EDIT: regaining some perspective this afternoon. Maybe a little writing, a little nap, and see how things go!

Friday, October 23, 2009

Chapter 15

Skipped forward to another chapter that follows our intrepid zombie Truman through his trials with the living.

2100 words
37,400 words total

Thursday, October 22, 2009

Writing More Zombie Sex

Woo-boy. I didn't throw up in my mouth, but I'm feeling a little dizzy and gross. I mean, the scene fits impeccably, and it's actually inspired by a circus freak whom St. Augustine describes (the one who can swallow multiple objects, then regurgitate them individually based on the crowd's selection - I forget where he describes that), so it's fun to write... but a bit draining on the head.

Tuesday, October 20, 2009

Summer Plans?

Borders - Scarsdale, NY

The branch of Borders in Scarsdale, NY now has ALL their copies of Kim Paffenroth zombie books signed, just in time for gift giving in Westchester! These include D2L2, History Is Dead, and tonight I just signed The World Is Dead! (They seem to be sold out of D2L!) Let's go people!!

Winner!

The D2L reviews on Amazon hit 100 (even though the last one was a stinker - what can you do?!), so I've randomly picked a winner, and it's Bruce Micucci! Congratulations!

Sunday, October 18, 2009

Making Money Is NOT the Purpose of Human Existence!!

In case you were wondering. I'll go out on a limb and claim that. And even though Socrates and the Buddha and Jesus all claimed the same thing, they're all dead (according to some) and died with the least number of toys, so it seems not many people today are inclined to listen to them, and certainly not to little, bourgeois me.

And that's how I'd summarize this essay by Drew Gilpin Faust, President of Harvard. She argues that making money is NOT the sole or primary purpose of education, and that it has poisoned our culture, within and beyond academia.

Among her points, she quotes from another critic:

"George Fallis, a former dean at York University in Toronto, deplores the growing dominance of economic justifications for universities. They conflict, he argues, “with other parts of the multiversity’s mission, with . . . narratives of liberal learning, disinterested scholarship and social citizenship.” University leaders, he observes, have embraced a market model of university purpose to justify themselves to the society that supports them with philanthropy and tax dollars. Higher education, Fallis insists, has the responsibility to serve not just as a source of economic growth, but as society’s critic and conscience. Universities are meant to be producers not just of knowledge but also of (often inconvenient) doubt. They are creative and unruly places, homes to a polyphony of voices. But at this moment in our history, universities might well ask if they have in fact done enough to raise the deep and unsettling questions necessary to any society. "

(Records excerpted from a collection)
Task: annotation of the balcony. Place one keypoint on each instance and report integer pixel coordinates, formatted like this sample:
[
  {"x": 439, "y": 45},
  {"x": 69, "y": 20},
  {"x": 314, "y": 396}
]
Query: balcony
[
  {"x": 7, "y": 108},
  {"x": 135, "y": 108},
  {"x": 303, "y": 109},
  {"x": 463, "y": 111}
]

INSTRUCTION 1 —
Answer these from the blog entries:
(a) What is the running word total given after the Chapter 15 post?
(b) Which bookstore branch now has all its copies of the zombie books signed?
(c) What position did George Fallis formerly hold, and at which university?
INSTRUCTION 2 — Revise a passage of the blog entries, beginning at the words "Sunday, October 18, 2009" and ending after "little, bourgeois me.", with "toys" changed to "possessions".

CORRECT RESPONSE 1 —
(a) 37,400 words
(b) The Borders branch in Scarsdale, NY
(c) He was a dean at York University in Toronto.

CORRECT RESPONSE 2 —
Sunday, October 18, 2009

Making Money Is NOT the Purpose of Human Existence!!

In case you were wondering. I'll go out on a limb and claim that. And even though Socrates and the Buddha and Jesus all claimed the same thing, they're all dead (according to some) and died with the least number of possessions, so it seems not many people today are inclined to listen to them, and certainly not to little, bourgeois me.